-- Problem to solve --
Reproduce exactly the lines beginning with the line that contains "Indicate the red baseball" and ending at the final line of the material below.

===============

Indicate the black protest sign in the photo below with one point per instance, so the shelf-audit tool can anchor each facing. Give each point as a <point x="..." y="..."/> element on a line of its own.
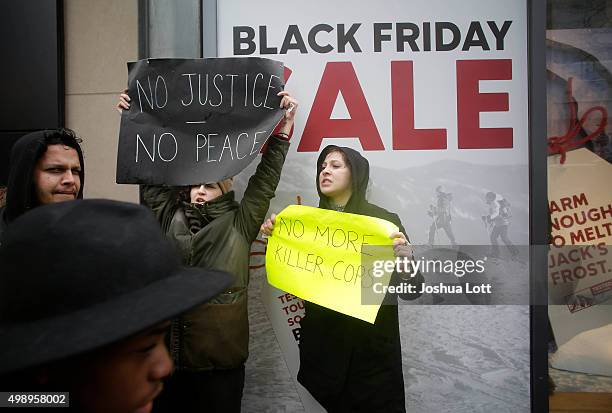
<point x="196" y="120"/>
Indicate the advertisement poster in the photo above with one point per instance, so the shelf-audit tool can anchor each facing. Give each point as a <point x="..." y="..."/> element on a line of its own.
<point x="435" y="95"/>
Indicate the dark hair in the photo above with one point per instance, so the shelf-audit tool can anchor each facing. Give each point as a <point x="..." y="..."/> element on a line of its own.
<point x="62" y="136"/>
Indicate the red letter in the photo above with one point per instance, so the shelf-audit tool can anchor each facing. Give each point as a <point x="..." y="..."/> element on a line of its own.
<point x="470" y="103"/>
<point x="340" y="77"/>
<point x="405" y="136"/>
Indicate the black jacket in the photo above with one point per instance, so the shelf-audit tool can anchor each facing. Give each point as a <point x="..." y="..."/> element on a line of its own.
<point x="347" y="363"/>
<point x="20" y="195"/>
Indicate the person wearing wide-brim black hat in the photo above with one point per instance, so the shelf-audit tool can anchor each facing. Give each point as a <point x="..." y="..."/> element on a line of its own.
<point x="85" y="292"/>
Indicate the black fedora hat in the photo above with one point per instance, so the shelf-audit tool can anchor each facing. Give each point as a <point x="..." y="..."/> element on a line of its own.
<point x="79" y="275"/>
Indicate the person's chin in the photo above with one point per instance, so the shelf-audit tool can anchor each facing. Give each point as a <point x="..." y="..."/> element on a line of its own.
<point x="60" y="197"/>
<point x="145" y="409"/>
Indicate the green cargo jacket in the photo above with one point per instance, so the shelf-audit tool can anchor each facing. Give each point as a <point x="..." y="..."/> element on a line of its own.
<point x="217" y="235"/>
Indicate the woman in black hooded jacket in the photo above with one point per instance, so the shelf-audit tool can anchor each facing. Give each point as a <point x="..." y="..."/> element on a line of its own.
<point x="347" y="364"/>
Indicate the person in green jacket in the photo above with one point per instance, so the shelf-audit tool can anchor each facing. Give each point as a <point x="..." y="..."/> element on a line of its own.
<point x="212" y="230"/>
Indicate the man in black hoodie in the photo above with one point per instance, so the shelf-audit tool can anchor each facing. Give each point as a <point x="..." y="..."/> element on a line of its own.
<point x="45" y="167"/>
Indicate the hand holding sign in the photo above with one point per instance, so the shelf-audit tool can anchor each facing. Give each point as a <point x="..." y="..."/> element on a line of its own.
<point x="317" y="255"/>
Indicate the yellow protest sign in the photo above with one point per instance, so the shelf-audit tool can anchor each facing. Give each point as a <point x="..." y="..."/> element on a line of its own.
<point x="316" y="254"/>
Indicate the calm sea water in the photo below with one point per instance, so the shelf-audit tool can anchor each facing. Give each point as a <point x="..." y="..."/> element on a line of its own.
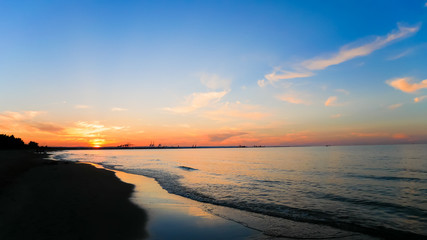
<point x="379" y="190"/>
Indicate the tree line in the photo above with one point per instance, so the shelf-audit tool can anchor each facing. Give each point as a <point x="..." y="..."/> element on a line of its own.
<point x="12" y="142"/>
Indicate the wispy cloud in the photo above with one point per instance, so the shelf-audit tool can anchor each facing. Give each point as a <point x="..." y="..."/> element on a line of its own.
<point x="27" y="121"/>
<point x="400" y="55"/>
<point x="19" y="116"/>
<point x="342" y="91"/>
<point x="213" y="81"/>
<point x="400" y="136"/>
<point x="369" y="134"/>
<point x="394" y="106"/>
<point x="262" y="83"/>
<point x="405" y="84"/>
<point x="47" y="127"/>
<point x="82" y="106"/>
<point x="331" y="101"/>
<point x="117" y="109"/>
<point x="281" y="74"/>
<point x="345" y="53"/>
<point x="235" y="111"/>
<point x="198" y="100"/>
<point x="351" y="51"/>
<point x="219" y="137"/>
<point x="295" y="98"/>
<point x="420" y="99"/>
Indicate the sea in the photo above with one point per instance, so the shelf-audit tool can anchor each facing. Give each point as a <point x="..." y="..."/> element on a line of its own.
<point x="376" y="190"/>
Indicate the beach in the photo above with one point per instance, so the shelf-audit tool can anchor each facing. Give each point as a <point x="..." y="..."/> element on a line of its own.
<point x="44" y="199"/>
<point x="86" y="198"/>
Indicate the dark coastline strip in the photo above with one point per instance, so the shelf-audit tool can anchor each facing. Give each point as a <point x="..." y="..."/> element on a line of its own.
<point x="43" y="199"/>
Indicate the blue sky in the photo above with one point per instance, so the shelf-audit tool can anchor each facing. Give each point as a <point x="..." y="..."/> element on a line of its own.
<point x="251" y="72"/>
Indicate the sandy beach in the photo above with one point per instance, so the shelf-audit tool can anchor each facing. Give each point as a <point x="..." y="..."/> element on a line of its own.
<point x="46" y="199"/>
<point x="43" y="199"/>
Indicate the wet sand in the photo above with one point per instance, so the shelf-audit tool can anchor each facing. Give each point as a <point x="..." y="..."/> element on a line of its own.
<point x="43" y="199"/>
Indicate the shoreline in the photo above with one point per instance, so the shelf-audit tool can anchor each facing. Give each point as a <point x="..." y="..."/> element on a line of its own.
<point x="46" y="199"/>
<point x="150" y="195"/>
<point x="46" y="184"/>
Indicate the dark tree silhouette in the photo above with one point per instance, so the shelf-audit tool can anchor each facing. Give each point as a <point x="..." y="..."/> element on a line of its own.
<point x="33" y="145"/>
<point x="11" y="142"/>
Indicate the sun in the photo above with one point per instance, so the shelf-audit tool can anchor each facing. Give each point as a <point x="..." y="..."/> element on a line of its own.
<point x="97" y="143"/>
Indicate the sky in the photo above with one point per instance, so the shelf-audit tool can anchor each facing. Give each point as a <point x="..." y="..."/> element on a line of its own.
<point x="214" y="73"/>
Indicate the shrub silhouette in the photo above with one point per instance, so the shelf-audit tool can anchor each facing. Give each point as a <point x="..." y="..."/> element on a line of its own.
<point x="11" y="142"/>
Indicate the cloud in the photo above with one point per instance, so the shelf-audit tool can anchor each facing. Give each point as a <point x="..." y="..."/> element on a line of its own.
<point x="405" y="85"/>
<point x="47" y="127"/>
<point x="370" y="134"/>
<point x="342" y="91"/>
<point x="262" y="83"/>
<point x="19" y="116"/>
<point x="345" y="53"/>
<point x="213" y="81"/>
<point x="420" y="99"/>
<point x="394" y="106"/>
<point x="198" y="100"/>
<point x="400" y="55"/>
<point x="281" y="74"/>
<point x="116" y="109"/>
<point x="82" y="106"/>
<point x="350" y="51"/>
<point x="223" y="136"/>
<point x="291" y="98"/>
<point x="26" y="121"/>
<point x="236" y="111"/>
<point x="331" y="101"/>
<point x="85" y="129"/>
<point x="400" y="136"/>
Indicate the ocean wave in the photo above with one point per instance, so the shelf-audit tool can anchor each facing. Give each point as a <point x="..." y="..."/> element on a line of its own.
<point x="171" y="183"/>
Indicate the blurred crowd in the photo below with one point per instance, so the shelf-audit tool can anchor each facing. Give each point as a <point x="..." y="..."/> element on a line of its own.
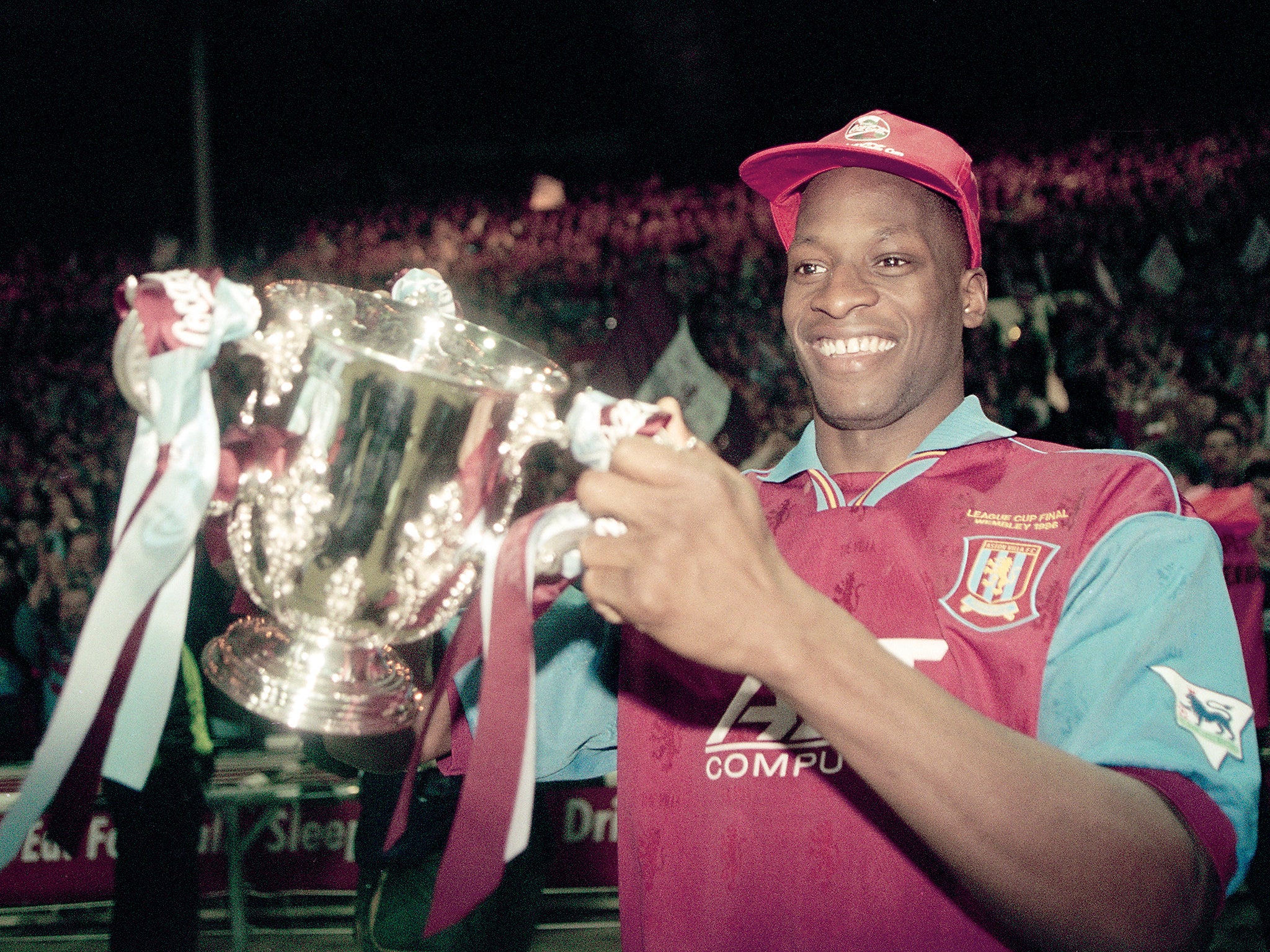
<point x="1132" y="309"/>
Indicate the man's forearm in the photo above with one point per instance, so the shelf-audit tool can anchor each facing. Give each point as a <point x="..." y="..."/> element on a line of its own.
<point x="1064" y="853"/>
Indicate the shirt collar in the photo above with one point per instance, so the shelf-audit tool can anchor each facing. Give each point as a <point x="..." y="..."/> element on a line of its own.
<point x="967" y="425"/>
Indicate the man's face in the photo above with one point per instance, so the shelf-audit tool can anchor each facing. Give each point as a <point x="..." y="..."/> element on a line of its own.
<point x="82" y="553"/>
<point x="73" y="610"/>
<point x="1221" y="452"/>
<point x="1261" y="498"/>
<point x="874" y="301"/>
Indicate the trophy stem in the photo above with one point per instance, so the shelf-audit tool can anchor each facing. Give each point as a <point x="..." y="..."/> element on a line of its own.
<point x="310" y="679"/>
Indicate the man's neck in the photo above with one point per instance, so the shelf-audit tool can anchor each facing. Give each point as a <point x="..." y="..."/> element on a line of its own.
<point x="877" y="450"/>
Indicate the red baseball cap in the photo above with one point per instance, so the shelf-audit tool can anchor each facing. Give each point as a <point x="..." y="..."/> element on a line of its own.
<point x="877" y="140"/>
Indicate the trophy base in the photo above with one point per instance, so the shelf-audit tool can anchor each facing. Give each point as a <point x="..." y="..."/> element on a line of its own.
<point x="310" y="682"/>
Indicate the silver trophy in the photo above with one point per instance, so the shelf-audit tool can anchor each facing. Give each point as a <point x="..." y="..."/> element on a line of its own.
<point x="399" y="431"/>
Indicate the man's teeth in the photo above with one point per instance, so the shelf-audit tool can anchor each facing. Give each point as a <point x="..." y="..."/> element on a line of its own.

===============

-- Expected answer --
Indicate the red baseball cap in the photo above with one point per instance, so the shelf-audit tool can anchor each facing. Give each point as a <point x="..." y="..."/> element on a line of its own.
<point x="877" y="140"/>
Indicate the trophy base in the photo above with one point per instance, so the shelf-audit tool can anchor each facing. Give each point as a <point x="..." y="..."/> element on a line of its own.
<point x="310" y="682"/>
Indicate the silver trophy in the photo above with one point per instance, so the shelf-audit tool can anchor each facing. Give each point as a <point x="..." y="..."/> element on a line of its own.
<point x="399" y="431"/>
Indicate the man's teeth in the photo above with one point per instance, so the shelf-audit tool can anchor each facing. Give each point as a <point x="..." y="..."/> element on a line of its own.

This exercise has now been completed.